=== Listed entries ===
• • • • •

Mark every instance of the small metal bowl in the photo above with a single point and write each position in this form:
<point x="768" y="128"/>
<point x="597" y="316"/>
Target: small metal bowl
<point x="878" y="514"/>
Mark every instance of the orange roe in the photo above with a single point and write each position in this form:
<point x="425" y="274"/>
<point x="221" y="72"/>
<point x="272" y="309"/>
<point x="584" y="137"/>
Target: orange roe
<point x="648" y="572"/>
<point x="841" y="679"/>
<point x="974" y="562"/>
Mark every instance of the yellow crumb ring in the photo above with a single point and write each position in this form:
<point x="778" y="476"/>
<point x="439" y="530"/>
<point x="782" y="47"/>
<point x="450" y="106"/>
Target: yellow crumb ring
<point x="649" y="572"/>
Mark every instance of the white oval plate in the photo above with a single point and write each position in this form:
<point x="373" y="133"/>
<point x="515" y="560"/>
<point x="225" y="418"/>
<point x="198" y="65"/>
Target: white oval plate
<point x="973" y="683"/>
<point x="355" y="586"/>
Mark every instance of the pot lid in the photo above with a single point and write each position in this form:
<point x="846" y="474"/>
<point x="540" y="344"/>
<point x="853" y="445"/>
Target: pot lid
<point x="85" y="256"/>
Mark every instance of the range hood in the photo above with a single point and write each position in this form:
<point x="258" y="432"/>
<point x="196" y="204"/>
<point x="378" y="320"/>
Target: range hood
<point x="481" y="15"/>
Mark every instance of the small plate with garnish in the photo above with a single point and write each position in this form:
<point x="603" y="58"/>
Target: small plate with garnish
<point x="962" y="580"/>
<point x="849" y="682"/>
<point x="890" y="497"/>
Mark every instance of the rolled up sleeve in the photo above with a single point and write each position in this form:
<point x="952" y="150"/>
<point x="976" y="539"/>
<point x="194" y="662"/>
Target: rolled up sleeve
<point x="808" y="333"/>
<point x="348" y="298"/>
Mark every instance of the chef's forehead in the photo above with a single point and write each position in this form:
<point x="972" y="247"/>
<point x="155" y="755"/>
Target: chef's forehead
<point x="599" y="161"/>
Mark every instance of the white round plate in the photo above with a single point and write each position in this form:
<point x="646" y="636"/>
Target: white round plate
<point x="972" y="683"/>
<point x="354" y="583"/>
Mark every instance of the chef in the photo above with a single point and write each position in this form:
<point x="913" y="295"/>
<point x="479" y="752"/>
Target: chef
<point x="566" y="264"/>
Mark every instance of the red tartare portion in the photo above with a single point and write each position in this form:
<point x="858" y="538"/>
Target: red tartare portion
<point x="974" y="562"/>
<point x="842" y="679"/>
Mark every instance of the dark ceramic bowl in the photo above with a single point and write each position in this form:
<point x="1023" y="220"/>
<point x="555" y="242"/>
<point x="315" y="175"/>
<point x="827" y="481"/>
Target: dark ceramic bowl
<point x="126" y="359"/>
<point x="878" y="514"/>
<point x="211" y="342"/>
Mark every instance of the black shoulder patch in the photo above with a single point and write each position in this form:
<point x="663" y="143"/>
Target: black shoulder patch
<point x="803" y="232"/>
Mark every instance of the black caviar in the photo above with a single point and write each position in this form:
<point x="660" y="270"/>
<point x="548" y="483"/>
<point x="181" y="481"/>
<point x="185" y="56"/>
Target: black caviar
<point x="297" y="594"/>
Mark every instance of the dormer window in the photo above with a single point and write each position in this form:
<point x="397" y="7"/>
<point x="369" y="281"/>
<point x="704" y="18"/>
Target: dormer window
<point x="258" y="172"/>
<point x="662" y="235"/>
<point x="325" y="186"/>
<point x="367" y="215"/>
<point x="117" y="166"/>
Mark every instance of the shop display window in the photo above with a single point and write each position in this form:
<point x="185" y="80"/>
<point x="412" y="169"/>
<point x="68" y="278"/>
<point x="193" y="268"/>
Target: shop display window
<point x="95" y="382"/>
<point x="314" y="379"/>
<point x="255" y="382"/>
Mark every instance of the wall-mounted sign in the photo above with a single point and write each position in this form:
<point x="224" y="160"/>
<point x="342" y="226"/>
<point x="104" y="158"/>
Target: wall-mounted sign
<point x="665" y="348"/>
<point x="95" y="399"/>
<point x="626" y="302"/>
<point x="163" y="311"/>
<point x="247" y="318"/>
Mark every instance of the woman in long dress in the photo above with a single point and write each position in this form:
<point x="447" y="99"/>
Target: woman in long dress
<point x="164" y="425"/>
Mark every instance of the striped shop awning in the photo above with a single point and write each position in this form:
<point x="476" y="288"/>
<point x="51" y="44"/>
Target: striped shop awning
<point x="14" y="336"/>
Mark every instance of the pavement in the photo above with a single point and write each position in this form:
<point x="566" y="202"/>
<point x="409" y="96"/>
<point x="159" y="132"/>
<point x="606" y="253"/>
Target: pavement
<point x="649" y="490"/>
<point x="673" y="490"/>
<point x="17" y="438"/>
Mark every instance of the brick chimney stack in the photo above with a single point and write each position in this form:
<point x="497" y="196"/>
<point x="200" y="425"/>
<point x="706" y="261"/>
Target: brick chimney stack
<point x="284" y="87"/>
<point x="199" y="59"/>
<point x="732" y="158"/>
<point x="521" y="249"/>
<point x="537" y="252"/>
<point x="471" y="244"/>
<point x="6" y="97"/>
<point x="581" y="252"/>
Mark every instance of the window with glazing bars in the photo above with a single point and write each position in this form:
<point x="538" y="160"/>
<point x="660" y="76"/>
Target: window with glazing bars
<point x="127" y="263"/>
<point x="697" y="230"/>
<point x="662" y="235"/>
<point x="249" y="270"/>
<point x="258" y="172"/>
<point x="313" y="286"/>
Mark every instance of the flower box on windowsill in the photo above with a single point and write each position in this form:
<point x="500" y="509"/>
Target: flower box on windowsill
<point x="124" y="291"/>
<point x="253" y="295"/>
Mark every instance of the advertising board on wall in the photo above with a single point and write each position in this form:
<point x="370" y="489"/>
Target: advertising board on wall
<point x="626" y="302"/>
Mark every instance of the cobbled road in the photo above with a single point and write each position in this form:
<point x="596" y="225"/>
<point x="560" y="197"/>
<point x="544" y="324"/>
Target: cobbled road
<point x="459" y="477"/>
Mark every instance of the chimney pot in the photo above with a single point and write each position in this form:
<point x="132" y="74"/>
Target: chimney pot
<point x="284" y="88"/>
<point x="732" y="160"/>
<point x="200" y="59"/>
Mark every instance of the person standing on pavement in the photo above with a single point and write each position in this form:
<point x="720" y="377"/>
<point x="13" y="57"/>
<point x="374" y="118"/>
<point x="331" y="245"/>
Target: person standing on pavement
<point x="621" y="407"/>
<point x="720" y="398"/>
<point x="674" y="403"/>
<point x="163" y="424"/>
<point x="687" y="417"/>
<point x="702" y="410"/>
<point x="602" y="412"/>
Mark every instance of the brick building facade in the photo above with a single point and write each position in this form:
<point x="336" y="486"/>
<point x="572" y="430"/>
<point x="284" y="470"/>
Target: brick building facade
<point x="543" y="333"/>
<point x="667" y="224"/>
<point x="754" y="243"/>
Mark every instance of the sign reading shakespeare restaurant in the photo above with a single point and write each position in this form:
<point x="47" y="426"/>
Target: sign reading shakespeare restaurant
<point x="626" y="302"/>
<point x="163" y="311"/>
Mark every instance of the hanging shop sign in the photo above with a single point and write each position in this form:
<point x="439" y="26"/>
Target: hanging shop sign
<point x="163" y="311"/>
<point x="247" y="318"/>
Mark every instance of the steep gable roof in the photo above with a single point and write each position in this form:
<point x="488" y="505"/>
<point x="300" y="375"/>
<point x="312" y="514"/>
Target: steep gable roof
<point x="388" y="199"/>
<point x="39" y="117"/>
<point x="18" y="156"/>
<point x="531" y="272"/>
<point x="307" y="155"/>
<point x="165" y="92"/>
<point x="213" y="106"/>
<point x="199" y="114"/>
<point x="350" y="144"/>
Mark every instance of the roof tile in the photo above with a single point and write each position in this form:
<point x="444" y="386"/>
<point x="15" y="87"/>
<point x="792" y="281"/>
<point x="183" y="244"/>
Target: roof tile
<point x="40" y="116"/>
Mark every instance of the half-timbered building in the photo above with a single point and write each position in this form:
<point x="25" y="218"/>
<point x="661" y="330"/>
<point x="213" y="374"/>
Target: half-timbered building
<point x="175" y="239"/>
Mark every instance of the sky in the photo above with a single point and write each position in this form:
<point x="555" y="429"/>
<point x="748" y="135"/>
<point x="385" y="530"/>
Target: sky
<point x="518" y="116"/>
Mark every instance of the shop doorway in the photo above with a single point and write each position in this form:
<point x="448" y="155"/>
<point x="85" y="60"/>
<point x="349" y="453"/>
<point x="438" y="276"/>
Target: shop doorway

• • • • •

=== Your instructions ===
Look through the data above. Copy every line with the string "doorway" in it.

=== Your solution ===
Mark every instance of the shop doorway in the photo above with a single point and write each position in this form:
Target: shop doorway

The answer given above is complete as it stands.